§ SOURCE MATERIAL:
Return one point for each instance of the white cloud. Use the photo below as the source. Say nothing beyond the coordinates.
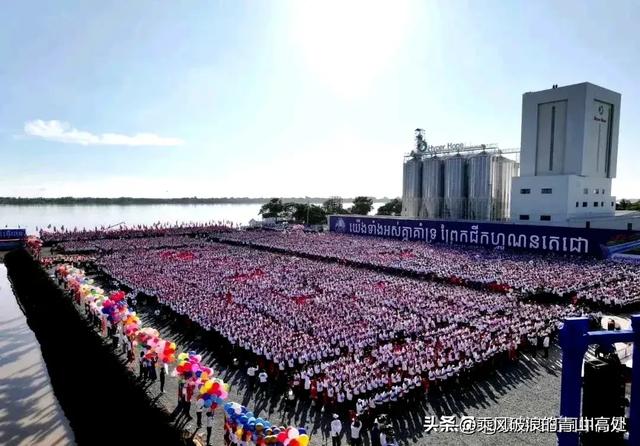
(63, 132)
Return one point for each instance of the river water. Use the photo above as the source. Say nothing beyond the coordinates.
(29, 411)
(90, 216)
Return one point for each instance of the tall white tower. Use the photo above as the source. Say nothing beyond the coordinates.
(569, 149)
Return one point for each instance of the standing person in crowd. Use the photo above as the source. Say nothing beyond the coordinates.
(209, 426)
(188, 390)
(545, 344)
(199, 408)
(151, 362)
(263, 378)
(164, 371)
(251, 375)
(356, 426)
(375, 434)
(336, 430)
(143, 369)
(533, 342)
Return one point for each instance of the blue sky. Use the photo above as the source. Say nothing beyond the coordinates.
(293, 98)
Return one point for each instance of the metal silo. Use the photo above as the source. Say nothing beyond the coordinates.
(482, 180)
(505, 170)
(432, 187)
(411, 187)
(454, 187)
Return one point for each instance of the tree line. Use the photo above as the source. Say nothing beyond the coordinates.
(130, 200)
(628, 205)
(313, 214)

§ PROBLEM DESCRIPTION: All lines from the one holding "Return one point for each instance of the blue" through the final line of the material must be set down exactly, and nothing else may be added.

§ RESPONSE:
Return one point for each instance of the blue sky. Use the photo above as the source. Say nothing beyond the coordinates.
(293, 98)
Return one point for each instance of the metal silo. Use the photo above as the source. Say nothing beyond the coordinates.
(482, 180)
(505, 170)
(432, 187)
(411, 187)
(454, 187)
Return one point for each instance of the tree line. Use the photo above as the source. Say nothing beyond the coordinates.
(130, 200)
(628, 205)
(313, 214)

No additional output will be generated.